PAGE:
* start *
Familiar Path (Familiar Way #1), A.M. Burns

familiar pathRating: 4.5 Stars

Publisher: Silver Stream Press

Genre: YA, Fantasy, LGBT (G)

Length: 140 pages

Reviewer: Josh.

Purchase At: amazon.com, Silver Stream Press





“Water swirled all around. In the distance, someone called his name, but he could barely make it out over the roar of the river.”


At the beginning of Familiar Path we meet Lugh, waking up on his 15th birthday. Lugh has only recently arrived in Steamboat Springs, Colorado, having moved from Florida after the death of his father and family dog in a boating accident. That morning, Lugh feels strangely drawn to the local river after having a strange dream that night. Upon arriving at the river Lugh thinks he hears a voice calling for help.

Searching, Lugh cannot find anyone but does spot a cat, stranded and distressed, on a rock in the middle of the river. Unable to leave a ‘critter’ in distress, Lugh jumps in to rescue the cat. He reaches it successfully and is guided back to shore by the voice of Wyn, a local boy about his age. Lugh and Wyn quickly form a friendship and go looking for the cat’s home.

The pair of boys come across Abby, Wyn’s friend, who is the cat’s owner. <Insert lots of dialogue> Basically, it boils down to a series of coincidences about names and such, but – long story short – Abby is actually Lugh’s cousin. It is with his new found family Lugh learns that he is a Magus, part of an ancient magical community. The voice he heard earlier at the river was actually the cat he rescued, who reveals his name to be Bran. Bran is Lugh’s familiar; every Magi has a familiar, with various traits being shared and communication possible between them.

The following adventure deals with Lugh’s introduction to the world of the Magus and the dangers that come with it.


Feeling Whole Again (A.K.A. Why I Loved  This)

Short Novel, Amazing Fantasy World

There is a reason many fantasy books feel like they go on forever. To establish the world within a story, an author is required to give far more information then in a novel, which can be classified as general fiction. The fact that Mr. Burns has achieved this in such a short period of on-page time is simply amazing. The world does not depart too much from our own, but nevertheless, the author has created a truly believable magical universe existing within our world.

Every character, location and animal involved in Familiar Path had a fully formed back-story. (To the point where you could easily answer a question on the genealogy of the cats.) The Celtic-Wiccan base for the magic in the world was well researched by the author, and that came across well in the final story.

Lugh & Bran

“He said his name is Bran. Is he a cereal?”

The Magus-Familiar relationship established between these two is amazing. The intricate ways in which their personalities merge, yet still remain separate, is well played by the author. Despite being only newly introduced to each other I loved watching how each of them would risk his life for the other. Bran’s dramatic attitude to life is also used very well as comic relief.

Lugh & Wyn

The romantic tale of Lughnasadh and Gwydyon is a modern day retelling of Romeo and Juliet… Well not really… It’s actually nothing like that at all…

Jokes aside, I loved how this relationship between Lugh and Wyn formed. Given the bulk of my current reading material, it was nice to see a relationship between two boys occur where their parents and friends were not morally opposed in any way. Whilst not commonplace in our world IT IS possible, and I really hope their tale can inspire some young folk into realising that there are accepting families out there.
* end *
(Some rows)
* start *
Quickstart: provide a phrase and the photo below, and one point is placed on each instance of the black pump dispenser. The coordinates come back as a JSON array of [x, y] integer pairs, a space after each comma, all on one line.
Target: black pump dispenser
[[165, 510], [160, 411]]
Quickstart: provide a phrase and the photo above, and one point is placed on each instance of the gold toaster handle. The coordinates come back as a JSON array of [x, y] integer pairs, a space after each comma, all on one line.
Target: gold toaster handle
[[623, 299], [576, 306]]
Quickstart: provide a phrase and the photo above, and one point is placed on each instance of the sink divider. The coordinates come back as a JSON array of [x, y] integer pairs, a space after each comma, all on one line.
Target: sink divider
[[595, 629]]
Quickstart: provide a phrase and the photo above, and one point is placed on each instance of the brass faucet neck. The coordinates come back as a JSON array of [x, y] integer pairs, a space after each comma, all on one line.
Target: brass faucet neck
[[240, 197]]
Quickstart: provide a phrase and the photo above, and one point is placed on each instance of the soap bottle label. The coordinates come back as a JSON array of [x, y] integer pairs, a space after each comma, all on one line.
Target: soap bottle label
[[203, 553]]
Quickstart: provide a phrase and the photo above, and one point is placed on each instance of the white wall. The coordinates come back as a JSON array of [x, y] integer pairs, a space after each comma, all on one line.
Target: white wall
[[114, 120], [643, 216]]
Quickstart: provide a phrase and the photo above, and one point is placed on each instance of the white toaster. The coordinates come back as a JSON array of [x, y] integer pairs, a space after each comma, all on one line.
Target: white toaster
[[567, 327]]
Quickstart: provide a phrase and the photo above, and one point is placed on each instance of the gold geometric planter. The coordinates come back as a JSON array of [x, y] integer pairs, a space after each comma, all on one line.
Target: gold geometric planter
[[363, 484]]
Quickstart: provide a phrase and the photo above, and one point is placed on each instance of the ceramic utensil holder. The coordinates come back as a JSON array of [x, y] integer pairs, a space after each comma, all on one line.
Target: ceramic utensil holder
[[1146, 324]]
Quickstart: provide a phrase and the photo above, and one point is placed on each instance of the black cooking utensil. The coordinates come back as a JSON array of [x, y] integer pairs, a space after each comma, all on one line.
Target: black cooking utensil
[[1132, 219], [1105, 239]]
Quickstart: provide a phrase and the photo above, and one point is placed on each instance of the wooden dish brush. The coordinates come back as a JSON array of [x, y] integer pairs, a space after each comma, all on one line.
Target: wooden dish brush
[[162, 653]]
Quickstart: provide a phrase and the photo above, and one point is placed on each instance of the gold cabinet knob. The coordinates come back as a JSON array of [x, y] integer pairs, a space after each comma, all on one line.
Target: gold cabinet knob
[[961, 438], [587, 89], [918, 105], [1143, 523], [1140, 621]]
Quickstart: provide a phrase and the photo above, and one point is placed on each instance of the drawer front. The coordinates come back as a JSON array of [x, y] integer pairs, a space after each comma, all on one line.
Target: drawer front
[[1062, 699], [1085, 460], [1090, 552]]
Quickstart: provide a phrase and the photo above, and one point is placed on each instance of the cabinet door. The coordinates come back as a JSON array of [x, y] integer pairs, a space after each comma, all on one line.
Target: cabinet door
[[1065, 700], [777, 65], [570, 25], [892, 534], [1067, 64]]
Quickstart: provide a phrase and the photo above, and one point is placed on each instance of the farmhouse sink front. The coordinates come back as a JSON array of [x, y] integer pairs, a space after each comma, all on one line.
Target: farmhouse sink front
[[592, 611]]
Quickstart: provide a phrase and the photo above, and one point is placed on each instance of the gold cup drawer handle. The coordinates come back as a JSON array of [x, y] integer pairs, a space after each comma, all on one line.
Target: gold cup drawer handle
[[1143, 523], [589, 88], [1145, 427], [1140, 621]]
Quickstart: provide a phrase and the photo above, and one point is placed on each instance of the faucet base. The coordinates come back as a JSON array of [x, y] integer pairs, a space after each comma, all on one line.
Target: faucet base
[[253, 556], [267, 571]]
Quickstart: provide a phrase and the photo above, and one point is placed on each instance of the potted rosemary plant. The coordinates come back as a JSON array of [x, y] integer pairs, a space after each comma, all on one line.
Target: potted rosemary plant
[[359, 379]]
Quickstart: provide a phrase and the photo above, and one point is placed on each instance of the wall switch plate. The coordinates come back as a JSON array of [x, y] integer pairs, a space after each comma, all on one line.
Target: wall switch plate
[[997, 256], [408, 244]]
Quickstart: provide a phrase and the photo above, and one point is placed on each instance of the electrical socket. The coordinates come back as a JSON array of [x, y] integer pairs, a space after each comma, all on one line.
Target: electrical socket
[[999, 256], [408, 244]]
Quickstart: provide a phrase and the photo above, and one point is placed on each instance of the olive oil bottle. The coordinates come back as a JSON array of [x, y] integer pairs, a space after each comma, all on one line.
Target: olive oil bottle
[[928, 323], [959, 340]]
* end *
TASKS TO COMPLETE:
• a. Please write out the part of the book review between "Reviewer: Josh." and "calling for help.", inclusive.
• b. In the rows, substitute "power outlet" for "electrical socket" between the line holding "of the wall" and the last row, inclusive, and give back only those lines with nothing else changed.

ANSWERS PROVIDED:
• a.
Reviewer: Josh.

Purchase At: amazon.com, Silver Stream Press





“Water swirled all around. In the distance, someone called his name, but he could barely make it out over the roar of the river.”


At the beginning of Familiar Path we meet Lugh, waking up on his 15th birthday. Lugh has only recently arrived in Steamboat Springs, Colorado, having moved from Florida after the death of his father and family dog in a boating accident. That morning, Lugh feels strangely drawn to the local river after having a strange dream that night. Upon arriving at the river Lugh thinks he hears a voice calling for help.

• b.
Quickstart: provide a phrase and the photo above, and one point is placed on each instance of the wall switch plate. The coordinates come back as a JSON array of [x, y] integer pairs, a space after each comma, all on one line.
Target: wall switch plate
[[997, 256], [408, 244]]
Quickstart: provide a phrase and the photo above, and one point is placed on each instance of the power outlet. The coordinates come back as a JSON array of [x, y] integer pairs, a space after each comma, all on one line.
Target: power outlet
[[999, 256], [408, 244]]
Quickstart: provide a phrase and the photo above, and one point is placed on each instance of the olive oil bottle. The coordinates come back as a JSON array of [x, y] integer pairs, a space after each comma, all on one line.
Target: olive oil bottle
[[928, 323], [959, 340]]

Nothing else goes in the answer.